PROBLEM DESCRIPTION →
Rewrite the lines from the one containing "task: provide the mask of every instance of the stone tile" to the one containing "292), (246, 292)]", putting "paving stone pattern" in place of "stone tile pattern" and changing nothing else.

MATERIAL FOR THE TASK →

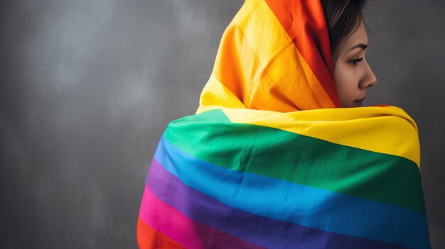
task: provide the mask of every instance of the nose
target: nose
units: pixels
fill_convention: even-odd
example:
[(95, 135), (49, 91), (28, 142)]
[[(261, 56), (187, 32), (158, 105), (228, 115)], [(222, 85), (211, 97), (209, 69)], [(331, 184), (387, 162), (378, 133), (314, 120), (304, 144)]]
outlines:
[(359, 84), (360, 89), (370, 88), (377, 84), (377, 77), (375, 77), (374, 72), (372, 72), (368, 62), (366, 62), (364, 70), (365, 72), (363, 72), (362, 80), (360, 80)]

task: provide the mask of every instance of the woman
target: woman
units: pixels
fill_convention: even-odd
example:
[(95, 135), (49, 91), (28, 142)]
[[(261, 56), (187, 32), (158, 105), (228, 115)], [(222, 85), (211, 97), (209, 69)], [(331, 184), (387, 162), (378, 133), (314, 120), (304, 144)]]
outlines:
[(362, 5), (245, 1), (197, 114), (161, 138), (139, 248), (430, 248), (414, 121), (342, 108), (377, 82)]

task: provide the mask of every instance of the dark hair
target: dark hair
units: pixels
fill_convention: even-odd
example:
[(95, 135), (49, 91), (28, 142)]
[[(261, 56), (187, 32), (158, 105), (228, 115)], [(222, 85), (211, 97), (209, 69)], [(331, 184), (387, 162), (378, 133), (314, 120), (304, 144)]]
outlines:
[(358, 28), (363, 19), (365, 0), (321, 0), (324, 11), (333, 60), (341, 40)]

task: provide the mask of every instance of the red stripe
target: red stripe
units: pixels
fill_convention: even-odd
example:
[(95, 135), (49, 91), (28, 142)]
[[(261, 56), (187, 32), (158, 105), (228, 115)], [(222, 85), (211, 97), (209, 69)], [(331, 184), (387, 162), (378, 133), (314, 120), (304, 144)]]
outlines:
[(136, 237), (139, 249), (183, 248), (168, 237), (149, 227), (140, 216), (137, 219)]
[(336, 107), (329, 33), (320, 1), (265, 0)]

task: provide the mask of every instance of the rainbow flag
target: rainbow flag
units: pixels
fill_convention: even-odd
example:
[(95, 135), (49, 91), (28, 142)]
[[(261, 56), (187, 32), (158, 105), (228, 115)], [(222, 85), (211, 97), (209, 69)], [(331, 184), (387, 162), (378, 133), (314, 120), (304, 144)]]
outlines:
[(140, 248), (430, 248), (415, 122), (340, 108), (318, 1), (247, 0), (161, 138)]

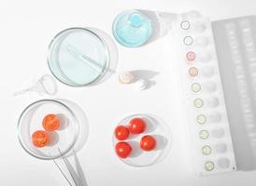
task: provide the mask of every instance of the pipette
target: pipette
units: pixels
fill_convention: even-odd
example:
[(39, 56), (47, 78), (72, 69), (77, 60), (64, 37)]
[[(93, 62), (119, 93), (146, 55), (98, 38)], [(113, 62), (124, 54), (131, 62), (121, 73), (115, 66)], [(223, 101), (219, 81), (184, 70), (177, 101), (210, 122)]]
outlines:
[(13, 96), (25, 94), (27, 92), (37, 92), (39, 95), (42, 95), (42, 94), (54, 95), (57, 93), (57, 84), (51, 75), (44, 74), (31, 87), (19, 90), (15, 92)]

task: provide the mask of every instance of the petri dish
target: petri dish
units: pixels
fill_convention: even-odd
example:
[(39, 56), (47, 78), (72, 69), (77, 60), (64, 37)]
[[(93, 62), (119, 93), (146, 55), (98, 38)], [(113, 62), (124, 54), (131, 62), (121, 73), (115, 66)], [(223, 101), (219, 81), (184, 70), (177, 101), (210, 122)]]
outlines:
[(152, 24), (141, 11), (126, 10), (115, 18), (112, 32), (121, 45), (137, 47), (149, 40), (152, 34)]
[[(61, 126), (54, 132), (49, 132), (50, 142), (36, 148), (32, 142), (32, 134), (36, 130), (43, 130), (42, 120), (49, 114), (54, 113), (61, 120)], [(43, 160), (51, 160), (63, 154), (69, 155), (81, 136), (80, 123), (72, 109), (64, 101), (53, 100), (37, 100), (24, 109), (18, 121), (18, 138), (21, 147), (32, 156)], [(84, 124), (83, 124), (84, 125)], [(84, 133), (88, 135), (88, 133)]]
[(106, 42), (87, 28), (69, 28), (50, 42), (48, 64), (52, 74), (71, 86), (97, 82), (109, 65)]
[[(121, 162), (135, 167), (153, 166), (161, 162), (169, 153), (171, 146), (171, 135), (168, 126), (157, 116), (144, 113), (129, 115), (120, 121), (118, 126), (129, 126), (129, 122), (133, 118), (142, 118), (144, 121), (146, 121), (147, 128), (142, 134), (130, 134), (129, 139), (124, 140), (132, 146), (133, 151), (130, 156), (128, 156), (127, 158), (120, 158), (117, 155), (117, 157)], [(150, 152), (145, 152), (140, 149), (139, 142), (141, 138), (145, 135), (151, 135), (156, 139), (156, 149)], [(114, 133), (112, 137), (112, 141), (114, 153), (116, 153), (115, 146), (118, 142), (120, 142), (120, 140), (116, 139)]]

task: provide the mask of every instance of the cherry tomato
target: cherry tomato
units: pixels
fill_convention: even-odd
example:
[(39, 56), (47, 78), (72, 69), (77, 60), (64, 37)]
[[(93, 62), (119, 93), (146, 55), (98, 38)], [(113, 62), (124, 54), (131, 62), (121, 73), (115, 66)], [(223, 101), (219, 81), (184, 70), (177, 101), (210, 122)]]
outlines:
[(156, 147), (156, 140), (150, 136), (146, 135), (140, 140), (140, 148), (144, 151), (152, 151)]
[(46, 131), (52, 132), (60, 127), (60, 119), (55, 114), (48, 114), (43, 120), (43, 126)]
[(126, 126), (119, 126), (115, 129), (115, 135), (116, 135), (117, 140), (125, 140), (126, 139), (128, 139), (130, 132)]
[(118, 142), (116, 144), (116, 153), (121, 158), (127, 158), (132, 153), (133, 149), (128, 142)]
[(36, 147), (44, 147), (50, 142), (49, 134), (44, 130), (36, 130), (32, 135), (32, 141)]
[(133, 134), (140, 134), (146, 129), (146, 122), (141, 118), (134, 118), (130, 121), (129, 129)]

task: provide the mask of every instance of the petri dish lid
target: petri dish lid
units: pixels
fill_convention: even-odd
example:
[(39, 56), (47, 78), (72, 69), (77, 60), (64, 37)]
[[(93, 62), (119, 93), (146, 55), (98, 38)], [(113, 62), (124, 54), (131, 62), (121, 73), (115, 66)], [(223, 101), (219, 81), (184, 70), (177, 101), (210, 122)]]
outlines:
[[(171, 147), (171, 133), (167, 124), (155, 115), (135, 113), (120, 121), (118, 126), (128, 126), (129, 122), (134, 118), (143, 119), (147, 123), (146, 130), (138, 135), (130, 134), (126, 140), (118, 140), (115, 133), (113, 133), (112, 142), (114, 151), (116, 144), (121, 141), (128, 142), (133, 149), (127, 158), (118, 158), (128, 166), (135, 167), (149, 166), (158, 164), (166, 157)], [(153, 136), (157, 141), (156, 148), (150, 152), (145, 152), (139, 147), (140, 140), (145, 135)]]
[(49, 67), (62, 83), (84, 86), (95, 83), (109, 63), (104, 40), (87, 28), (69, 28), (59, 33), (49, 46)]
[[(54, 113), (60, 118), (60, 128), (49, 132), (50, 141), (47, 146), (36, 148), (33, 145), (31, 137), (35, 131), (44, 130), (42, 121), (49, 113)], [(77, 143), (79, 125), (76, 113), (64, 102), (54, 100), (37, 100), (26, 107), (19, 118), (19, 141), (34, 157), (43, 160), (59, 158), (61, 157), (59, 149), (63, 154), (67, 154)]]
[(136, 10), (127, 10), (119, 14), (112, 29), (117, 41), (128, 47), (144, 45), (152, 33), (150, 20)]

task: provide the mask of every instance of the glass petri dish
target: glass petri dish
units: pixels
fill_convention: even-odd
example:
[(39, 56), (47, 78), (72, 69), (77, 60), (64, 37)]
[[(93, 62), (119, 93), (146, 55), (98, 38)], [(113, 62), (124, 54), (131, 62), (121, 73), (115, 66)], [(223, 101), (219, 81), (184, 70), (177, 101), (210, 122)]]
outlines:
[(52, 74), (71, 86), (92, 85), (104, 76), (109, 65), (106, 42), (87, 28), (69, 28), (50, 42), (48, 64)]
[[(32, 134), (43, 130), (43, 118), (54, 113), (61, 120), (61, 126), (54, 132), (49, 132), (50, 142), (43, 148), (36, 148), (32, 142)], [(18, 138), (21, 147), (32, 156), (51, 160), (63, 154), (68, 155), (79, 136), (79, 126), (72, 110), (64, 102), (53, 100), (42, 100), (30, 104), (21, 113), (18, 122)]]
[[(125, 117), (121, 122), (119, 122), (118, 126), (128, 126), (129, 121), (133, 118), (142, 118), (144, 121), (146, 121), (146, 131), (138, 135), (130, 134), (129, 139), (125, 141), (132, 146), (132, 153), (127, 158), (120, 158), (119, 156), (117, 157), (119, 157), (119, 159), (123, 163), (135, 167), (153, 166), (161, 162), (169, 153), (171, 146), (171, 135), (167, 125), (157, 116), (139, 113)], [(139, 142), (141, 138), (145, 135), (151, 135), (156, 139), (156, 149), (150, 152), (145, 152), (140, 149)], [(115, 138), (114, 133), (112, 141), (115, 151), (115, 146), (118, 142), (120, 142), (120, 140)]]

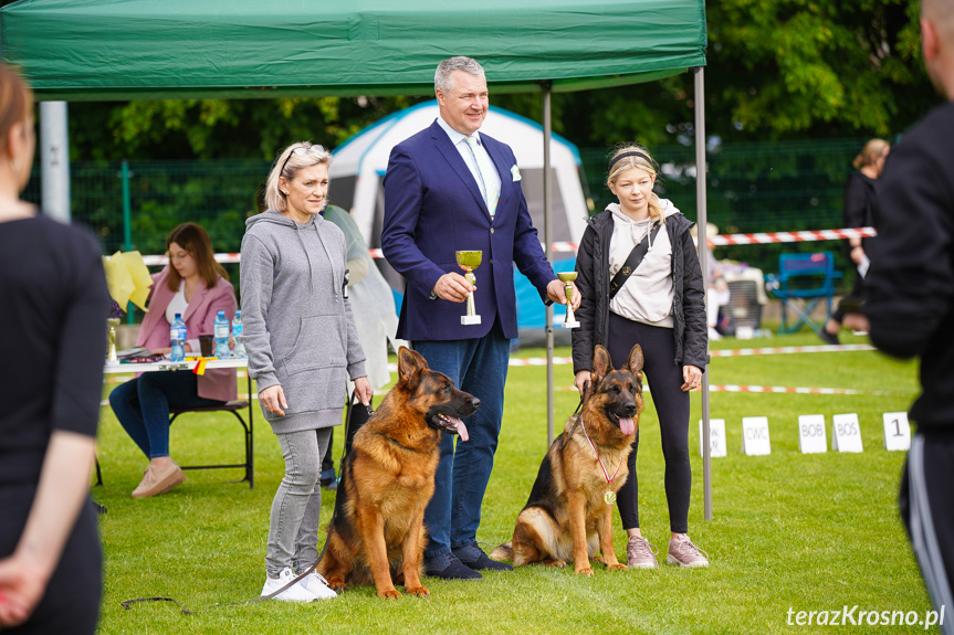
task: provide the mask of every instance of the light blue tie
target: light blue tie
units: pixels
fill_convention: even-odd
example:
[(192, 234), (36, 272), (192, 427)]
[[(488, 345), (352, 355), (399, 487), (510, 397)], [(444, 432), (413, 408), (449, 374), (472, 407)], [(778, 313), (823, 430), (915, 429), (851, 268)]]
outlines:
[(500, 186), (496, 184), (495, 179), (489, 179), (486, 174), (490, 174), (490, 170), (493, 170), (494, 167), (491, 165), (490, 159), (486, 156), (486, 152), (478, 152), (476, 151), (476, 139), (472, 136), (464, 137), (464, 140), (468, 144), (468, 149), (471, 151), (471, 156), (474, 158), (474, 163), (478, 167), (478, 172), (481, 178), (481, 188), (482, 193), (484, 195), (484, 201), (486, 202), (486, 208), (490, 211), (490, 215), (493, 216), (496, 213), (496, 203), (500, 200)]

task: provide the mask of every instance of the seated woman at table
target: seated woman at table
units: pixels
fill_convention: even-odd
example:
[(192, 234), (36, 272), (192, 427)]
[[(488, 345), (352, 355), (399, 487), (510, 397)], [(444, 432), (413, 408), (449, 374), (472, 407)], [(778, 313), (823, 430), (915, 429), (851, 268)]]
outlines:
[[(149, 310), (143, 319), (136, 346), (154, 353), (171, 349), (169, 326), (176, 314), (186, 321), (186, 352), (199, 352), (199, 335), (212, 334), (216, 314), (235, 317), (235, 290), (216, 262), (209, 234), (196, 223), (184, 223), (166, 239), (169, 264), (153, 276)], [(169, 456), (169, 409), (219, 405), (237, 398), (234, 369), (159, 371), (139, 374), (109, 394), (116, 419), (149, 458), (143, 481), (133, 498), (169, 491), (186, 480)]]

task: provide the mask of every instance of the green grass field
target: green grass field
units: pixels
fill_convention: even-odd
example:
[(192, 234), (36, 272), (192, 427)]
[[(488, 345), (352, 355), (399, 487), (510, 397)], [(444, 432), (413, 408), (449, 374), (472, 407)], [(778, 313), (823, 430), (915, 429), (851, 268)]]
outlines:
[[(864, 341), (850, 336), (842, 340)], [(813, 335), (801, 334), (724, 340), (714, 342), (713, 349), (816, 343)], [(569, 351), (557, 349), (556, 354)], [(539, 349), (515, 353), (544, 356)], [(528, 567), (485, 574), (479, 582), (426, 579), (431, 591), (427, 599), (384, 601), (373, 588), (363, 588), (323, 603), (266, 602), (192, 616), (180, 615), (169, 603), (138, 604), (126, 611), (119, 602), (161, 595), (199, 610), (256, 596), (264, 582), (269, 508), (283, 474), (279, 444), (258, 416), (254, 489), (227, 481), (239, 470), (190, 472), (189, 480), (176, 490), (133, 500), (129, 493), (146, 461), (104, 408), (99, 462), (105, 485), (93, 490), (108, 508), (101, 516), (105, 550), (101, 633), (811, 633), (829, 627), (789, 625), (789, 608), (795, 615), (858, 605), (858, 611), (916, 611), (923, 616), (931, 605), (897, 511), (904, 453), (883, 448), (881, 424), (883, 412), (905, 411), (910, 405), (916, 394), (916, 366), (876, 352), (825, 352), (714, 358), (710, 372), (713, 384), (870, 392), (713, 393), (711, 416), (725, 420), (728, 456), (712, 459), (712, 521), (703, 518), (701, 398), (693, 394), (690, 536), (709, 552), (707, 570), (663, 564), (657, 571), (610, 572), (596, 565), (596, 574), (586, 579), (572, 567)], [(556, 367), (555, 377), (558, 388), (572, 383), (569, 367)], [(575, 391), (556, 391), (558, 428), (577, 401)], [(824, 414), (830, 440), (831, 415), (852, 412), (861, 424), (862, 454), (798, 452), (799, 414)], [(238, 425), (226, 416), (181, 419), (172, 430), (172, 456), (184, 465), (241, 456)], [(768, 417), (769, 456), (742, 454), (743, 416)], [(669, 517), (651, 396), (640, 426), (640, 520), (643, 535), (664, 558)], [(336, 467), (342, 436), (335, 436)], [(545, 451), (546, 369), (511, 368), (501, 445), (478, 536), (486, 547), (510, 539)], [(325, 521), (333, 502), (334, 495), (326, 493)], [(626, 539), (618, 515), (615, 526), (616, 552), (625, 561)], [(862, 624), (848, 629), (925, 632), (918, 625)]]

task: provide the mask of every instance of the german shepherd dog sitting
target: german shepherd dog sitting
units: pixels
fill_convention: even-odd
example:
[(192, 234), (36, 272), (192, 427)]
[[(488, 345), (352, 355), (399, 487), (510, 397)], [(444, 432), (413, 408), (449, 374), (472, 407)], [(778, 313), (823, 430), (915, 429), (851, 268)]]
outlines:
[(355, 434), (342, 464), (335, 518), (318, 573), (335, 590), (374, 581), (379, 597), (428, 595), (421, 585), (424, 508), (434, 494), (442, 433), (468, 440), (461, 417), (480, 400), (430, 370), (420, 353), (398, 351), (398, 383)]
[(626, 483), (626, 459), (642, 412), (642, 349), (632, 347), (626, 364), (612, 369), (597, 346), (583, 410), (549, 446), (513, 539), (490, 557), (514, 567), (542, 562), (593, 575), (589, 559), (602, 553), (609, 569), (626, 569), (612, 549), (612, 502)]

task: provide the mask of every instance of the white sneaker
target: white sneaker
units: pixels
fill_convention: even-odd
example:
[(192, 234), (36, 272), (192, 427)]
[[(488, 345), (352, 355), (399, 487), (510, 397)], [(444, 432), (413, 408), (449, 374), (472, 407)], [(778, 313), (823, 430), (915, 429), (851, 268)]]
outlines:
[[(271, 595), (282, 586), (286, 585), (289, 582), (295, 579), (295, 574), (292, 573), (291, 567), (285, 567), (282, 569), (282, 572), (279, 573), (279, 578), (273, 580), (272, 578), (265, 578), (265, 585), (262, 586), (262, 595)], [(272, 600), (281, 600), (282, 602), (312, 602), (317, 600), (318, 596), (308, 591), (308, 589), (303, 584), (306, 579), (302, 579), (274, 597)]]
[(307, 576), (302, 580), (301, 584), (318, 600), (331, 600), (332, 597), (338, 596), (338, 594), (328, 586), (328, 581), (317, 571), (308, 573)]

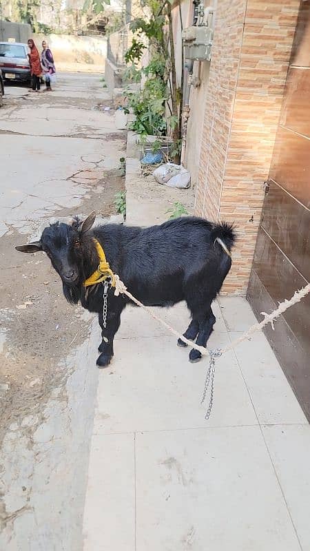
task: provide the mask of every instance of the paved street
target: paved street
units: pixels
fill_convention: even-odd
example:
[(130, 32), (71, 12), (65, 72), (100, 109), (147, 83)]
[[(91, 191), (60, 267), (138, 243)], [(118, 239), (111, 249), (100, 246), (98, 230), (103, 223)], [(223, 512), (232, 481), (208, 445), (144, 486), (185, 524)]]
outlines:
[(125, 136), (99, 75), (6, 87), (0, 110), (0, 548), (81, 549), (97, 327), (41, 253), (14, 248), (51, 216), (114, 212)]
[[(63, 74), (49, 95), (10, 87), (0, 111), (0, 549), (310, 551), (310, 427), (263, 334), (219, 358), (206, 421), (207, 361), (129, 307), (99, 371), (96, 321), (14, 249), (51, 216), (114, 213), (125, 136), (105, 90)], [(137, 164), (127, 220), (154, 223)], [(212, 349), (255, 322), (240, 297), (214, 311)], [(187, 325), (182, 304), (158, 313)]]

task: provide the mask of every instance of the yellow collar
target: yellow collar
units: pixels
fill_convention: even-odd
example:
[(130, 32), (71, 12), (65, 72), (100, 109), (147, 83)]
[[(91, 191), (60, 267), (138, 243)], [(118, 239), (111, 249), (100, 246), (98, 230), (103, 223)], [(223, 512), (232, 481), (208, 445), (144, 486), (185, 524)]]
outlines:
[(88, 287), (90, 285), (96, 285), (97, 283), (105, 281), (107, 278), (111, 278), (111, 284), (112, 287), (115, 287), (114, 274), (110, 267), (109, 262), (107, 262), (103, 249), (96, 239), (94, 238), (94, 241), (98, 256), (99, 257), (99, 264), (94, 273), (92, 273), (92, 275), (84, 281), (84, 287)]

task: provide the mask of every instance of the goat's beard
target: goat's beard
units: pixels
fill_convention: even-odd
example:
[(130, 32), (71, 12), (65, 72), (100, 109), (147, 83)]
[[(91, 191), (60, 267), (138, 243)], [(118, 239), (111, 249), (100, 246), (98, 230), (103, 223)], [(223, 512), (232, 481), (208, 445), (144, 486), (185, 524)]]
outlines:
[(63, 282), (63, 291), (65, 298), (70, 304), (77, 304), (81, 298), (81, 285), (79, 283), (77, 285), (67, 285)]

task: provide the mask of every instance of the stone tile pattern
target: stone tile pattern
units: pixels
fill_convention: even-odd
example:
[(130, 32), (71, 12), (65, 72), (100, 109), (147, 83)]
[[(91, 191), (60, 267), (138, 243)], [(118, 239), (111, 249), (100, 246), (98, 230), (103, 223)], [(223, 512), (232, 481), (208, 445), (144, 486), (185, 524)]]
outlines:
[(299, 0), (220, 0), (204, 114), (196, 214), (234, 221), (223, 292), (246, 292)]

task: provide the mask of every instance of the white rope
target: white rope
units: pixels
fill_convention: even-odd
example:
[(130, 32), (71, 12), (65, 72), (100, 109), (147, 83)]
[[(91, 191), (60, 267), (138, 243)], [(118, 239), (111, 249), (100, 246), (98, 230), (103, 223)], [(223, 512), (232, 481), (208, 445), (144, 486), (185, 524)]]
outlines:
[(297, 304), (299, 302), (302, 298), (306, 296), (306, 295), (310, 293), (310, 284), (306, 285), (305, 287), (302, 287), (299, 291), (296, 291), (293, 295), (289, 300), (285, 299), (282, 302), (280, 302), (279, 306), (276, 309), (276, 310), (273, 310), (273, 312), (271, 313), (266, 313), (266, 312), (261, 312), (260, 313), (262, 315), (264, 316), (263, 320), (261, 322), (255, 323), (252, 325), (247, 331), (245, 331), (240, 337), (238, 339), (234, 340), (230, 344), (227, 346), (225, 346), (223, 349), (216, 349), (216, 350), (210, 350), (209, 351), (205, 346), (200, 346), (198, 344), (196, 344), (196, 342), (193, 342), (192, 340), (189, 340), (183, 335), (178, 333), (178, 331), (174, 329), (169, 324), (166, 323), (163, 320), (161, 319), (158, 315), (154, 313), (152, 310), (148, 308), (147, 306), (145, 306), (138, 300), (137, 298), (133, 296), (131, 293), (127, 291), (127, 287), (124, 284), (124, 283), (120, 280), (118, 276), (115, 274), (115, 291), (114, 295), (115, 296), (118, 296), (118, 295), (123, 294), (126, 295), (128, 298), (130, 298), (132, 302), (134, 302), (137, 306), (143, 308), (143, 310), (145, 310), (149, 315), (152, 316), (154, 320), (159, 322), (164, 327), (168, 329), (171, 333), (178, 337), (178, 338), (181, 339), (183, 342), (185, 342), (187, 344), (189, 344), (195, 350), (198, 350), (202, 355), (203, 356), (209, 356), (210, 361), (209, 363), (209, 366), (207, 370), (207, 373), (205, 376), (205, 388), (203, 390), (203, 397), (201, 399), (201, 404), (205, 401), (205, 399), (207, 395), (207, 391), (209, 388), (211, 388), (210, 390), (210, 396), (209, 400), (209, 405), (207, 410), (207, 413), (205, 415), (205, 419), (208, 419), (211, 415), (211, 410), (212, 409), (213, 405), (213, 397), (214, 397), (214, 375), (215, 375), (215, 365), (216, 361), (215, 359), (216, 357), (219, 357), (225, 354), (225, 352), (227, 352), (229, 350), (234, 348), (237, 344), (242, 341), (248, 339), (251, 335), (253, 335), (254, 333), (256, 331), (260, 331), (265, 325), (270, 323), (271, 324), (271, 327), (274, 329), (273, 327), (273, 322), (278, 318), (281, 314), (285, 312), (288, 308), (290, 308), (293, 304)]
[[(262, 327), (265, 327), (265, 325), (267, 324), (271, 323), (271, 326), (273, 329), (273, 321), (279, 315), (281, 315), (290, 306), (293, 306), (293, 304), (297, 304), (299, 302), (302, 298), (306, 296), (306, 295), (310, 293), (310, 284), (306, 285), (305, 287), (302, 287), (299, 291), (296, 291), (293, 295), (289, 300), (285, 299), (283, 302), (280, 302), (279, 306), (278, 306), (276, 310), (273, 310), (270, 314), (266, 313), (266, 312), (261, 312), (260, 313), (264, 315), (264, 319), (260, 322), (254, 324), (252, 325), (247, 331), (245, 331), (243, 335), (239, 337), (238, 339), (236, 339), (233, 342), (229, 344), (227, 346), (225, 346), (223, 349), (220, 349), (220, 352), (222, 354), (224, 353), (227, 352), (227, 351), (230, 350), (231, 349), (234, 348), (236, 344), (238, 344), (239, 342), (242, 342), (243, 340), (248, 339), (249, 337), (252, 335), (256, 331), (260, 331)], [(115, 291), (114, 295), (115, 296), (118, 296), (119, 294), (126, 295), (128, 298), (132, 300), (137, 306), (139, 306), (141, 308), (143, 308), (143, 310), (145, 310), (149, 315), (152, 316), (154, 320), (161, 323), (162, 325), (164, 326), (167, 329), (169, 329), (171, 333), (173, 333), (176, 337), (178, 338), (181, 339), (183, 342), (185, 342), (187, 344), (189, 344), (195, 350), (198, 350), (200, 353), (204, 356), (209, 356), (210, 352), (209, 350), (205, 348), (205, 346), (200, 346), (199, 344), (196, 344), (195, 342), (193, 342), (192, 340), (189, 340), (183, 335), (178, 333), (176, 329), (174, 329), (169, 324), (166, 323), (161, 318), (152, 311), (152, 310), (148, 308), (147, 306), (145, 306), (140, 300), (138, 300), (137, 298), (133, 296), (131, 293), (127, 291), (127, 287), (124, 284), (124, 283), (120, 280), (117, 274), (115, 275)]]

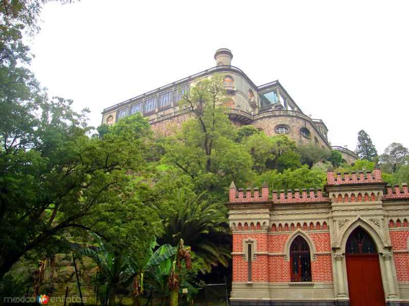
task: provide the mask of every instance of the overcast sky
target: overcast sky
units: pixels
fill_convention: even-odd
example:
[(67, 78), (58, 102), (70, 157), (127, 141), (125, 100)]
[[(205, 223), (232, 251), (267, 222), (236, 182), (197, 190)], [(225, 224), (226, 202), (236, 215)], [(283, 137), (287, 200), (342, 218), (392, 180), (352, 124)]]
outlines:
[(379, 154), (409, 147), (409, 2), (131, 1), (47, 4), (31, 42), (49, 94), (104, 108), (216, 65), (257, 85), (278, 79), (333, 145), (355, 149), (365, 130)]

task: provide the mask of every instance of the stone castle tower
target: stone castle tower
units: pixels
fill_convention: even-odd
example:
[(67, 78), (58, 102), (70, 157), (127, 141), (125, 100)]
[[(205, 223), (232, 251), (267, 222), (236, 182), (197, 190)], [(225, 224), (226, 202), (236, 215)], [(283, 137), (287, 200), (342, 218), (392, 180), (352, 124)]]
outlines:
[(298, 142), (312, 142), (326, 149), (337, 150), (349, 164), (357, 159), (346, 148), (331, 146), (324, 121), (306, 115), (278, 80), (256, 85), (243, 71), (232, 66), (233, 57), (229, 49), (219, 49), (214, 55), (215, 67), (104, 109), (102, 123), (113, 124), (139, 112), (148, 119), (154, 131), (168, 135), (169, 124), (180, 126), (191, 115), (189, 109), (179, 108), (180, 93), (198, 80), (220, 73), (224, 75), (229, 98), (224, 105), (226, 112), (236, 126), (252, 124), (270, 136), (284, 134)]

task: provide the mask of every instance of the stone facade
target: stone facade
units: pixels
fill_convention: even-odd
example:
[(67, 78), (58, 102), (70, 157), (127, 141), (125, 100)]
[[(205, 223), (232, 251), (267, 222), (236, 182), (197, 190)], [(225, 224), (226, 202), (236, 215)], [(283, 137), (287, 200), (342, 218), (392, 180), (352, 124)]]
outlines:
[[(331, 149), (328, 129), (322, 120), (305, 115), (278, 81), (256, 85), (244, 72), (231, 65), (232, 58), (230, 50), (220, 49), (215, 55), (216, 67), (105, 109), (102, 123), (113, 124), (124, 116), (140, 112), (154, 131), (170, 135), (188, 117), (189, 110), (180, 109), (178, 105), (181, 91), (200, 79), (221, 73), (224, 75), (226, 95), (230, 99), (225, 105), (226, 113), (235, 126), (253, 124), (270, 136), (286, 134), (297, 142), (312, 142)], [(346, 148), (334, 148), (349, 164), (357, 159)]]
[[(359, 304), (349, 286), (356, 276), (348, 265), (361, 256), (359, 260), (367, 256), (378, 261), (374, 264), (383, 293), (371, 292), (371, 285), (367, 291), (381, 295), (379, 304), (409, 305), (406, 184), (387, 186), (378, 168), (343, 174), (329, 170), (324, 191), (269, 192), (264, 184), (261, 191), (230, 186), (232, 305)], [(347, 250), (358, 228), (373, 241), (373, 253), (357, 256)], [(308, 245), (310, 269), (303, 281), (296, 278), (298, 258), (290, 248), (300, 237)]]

ANSWER TO THIS TASK →
task: provide the mask of every instance of the paving stone pattern
target: paving stone pattern
units: pixels
fill_convention: even-odd
example:
[(130, 32), (71, 12), (65, 72), (100, 109), (147, 83)]
[[(91, 191), (60, 267), (138, 243)], [(118, 239), (111, 249), (100, 246), (98, 230), (103, 223)], [(223, 512), (232, 481), (208, 445), (144, 486), (185, 524)]]
outlines:
[(299, 0), (220, 0), (204, 114), (196, 214), (234, 221), (223, 292), (246, 292)]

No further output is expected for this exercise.